WHAT TO DO:
A: Answer these questions using the article on the two-stroke Diesel engine:
(i) On what date did Sir Dugald Clerk file his patent specification?
(ii) Before which body was Mr. W.S. Burn's paper read?
(iii) What total stroke-bore ratio is given for the Jumo 206?
B: Count the lines of the listing that contain the string "blue", where case counts. Reply with the number only.

— Start of PAGE —

The Aircraft Engineer

The Two-stroke Diesel Engine

On March 14th, 1881, Sir Dugald Clerk filed his patent specification, "Improvements in Motors worked by Combustible Gas or Vapour." This was the birth of the two-stroke or two-cycle engine. Despite certain obvious advantages, it is only in recent years that the two-stroke has been closely studied. In 1932 Sir Dugald Clerk wrote: "The two-cycle engine is worthy of great attention, and the best type will be in the form of a heavy-oil engine of the compression-ignition type." Sir Dugald Clerk's opinions carry great weight, and there is a rapidly growing opinion that the two-stroke has been neglected tar too long.

Mr. W.S. Burn, in his paper on "The Application of the Two-stroke Heavy-oil Engine to Aircraft Propulsion," read before the North-East Coast Institution of Engineers and Shipbuilders in Newcastle-on-Tyne earlier in the year, definitely comes down on the side of the two-stroke. At the beginning of his paper he outlines the potential advantages of the two-stroke heavy-oil engine over the four-stroke petrol engine. In his summary the author gives his opinion that reduced engine weights are fundamentally possible, and that among the advantages of the two-stroke are: greater reliability ; less fire risk ; greater radius of action ; cheaper running costs; elimination of electrical ignition and consequent elimination of radio interference ; no carburation troubles; greater simplicity of control; easier overhauls, easier cooling; greater power for a given weight; better performance at altitude and more reliable starting.

A formidable list of advantages which was by no means accepted by those whom Mr. Burn describes as suffering "from a particularly strong petrol complex."

Past Experience

High spots in Diesel aero-engine development are represented by the following makes: Junkers Jumo; Packard; Deschamps; Guiberson ; Clerget; Coatalen , Salmson ; Talhot; Zod ; Beardmore ; Bristol Phoenix ; Rolls-Royce Condor; and various British experimental sleeve-valve types. The chief developments have been made abroad, and the greatest progress has been made by the two-piston Junkers engine, the only commercial type.

Practically all of the various aero forms of engines have been experimented upon, chiefly the four-stroke type, from 250 to 1,000 h.p. The weight so far has been usually unattractive at about 2(1/4) to 3 lb. /b.h.p., and the fuel consumption at about 0.38 lb./b.h.p./hr., although the Coatalen engine claims to be as low as 0.3 lb./b.h.p./hr.

In describing briefly the Junkers engine the author pointed out an interesting development, namely, the reduction of the total stroke-bore ratio which is 5 :1 with the Jumo 206 (the latest type), 6:1 in the Jumo 205, and 7 : 1 in the Jumo 204. The scavenging excess-air ratio has, it is stated, been reduced from 1.6 to 1.3 ; the b.m.e.p. increased to as high as 135 lb./sq. in. As the type is fundamentally heavy, due to the necessity for two crankshafts and crankcases, the progress made is very creditable.

— End of PAGE —
— Start of MATERIAL SHOWN —

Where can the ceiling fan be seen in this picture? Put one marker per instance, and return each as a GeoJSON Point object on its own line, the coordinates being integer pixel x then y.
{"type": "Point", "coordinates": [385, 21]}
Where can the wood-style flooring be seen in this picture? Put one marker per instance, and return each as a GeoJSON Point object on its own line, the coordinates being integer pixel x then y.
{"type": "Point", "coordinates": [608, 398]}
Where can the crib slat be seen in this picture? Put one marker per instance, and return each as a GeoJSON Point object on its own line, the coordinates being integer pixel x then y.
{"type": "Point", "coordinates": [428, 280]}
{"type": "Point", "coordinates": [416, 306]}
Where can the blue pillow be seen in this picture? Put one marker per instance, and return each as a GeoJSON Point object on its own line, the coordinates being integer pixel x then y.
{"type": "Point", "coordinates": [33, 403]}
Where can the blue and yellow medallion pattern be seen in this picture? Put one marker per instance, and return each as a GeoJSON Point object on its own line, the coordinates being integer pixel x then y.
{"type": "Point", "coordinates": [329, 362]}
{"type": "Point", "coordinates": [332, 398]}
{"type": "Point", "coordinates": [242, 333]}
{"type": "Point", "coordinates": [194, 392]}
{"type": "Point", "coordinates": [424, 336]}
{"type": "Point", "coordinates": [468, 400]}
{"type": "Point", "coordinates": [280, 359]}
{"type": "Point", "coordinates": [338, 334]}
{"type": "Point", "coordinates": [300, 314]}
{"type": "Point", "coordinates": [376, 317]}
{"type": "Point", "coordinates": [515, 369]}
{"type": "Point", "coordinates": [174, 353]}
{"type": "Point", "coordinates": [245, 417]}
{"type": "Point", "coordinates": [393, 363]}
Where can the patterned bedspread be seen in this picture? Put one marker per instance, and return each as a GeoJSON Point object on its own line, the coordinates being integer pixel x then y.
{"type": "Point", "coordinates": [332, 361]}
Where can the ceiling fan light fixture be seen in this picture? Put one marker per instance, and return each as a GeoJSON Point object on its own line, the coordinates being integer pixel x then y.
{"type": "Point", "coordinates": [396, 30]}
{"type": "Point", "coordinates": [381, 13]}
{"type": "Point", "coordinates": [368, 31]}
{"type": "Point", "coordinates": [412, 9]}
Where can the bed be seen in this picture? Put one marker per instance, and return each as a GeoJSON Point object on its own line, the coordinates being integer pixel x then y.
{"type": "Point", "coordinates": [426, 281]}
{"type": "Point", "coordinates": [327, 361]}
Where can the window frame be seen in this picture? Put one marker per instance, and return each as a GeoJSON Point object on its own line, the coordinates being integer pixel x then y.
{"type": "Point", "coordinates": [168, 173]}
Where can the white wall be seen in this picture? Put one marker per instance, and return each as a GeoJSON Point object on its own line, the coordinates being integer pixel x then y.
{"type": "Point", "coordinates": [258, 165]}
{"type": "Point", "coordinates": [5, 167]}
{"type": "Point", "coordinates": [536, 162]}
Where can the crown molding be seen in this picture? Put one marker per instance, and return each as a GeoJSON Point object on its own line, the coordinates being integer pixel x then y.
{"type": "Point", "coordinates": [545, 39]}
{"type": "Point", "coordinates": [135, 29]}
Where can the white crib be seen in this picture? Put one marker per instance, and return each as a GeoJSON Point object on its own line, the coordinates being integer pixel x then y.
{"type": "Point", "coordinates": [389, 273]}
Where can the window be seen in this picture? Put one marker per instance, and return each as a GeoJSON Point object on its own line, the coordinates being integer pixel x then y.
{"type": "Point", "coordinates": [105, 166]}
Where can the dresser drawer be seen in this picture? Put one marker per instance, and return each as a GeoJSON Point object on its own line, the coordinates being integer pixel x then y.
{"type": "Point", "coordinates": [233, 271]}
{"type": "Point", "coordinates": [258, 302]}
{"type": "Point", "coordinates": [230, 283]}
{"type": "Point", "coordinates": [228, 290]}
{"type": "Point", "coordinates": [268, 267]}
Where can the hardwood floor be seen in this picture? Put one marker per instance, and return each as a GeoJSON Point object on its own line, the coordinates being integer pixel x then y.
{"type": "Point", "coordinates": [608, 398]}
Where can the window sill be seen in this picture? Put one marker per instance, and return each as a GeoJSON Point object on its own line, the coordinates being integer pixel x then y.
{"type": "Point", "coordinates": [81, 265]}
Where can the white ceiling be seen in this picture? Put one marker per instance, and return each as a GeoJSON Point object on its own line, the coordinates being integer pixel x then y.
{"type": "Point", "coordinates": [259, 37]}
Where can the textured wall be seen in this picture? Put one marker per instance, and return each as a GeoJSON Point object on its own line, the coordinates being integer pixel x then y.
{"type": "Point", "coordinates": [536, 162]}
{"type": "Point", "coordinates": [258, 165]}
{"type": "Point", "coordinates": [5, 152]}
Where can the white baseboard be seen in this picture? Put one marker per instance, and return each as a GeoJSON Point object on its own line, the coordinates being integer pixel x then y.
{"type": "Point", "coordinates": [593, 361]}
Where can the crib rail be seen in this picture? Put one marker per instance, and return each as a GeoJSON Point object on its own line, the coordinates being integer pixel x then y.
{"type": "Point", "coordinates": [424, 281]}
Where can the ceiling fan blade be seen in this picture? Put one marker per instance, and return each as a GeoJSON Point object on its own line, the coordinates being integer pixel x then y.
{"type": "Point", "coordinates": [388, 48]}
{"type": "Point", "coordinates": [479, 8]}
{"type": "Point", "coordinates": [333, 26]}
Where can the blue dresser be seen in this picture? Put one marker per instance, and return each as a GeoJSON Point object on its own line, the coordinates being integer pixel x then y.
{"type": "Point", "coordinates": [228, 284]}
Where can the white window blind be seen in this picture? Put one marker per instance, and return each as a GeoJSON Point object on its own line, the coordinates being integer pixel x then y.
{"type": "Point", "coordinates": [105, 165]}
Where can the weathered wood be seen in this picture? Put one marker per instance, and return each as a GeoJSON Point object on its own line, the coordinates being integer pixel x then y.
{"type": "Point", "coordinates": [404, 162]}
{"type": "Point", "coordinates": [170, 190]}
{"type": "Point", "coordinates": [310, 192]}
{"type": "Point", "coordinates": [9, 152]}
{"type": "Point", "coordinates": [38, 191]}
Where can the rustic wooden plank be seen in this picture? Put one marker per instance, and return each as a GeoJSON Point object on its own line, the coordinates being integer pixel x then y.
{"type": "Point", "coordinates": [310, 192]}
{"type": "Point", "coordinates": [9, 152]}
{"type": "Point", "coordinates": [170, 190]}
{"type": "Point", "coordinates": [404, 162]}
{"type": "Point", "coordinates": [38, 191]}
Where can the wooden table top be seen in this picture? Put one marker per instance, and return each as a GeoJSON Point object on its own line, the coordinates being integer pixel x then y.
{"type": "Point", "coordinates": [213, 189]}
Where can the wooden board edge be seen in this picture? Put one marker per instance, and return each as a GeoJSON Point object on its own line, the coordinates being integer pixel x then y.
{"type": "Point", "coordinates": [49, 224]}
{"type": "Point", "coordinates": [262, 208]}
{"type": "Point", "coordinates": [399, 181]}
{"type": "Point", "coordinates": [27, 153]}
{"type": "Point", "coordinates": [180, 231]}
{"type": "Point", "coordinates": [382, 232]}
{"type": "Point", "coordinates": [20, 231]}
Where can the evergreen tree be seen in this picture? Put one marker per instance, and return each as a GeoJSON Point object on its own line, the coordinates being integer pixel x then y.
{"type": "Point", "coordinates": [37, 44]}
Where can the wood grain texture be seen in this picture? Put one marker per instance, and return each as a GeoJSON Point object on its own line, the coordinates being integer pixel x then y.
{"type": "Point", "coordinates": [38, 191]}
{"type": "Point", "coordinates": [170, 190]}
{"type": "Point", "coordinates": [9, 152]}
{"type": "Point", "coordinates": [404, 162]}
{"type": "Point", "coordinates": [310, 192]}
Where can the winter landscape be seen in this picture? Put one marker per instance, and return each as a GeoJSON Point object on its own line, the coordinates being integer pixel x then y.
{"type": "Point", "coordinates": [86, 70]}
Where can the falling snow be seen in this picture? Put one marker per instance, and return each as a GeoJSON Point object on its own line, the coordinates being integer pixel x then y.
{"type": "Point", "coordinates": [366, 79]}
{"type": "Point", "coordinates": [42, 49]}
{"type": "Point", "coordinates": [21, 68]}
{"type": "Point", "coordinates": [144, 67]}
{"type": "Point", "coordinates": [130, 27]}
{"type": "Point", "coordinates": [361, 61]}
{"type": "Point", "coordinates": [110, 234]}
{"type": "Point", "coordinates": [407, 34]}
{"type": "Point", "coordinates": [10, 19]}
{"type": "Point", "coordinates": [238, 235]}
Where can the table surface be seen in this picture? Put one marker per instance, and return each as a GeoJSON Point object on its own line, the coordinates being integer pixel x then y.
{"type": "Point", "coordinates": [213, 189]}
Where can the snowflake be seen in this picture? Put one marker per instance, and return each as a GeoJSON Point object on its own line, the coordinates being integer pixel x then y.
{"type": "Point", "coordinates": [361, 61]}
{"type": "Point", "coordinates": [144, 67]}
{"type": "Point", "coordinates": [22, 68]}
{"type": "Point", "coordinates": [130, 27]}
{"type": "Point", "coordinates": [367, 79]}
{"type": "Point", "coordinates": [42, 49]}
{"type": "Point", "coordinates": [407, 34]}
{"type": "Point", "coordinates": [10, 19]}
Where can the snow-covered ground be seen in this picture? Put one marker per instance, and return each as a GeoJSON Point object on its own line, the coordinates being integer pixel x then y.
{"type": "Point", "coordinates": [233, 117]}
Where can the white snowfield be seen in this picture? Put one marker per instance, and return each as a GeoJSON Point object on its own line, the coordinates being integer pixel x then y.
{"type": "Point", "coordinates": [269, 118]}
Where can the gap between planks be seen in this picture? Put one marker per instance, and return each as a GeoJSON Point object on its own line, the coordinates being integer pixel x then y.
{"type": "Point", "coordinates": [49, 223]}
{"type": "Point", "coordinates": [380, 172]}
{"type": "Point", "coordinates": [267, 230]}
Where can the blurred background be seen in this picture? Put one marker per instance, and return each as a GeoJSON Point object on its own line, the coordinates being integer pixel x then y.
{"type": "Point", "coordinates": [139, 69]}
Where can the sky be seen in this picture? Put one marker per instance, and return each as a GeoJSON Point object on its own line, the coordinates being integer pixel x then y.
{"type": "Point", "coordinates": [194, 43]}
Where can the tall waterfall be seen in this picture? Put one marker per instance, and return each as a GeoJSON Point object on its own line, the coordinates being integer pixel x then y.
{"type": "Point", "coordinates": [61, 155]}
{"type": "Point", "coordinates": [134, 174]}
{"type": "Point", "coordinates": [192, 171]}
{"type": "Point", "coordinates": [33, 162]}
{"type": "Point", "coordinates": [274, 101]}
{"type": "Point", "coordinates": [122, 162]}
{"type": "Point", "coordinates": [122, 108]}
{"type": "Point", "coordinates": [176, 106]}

— End of MATERIAL SHOWN —

RESULTS FOR EACH TASK:
A:
(i) March 14th, 1881
(ii) The North-East Coast Institution of Engineers and Shipbuilders, in Newcastle-on-Tyne
(iii) 5:1

B: 3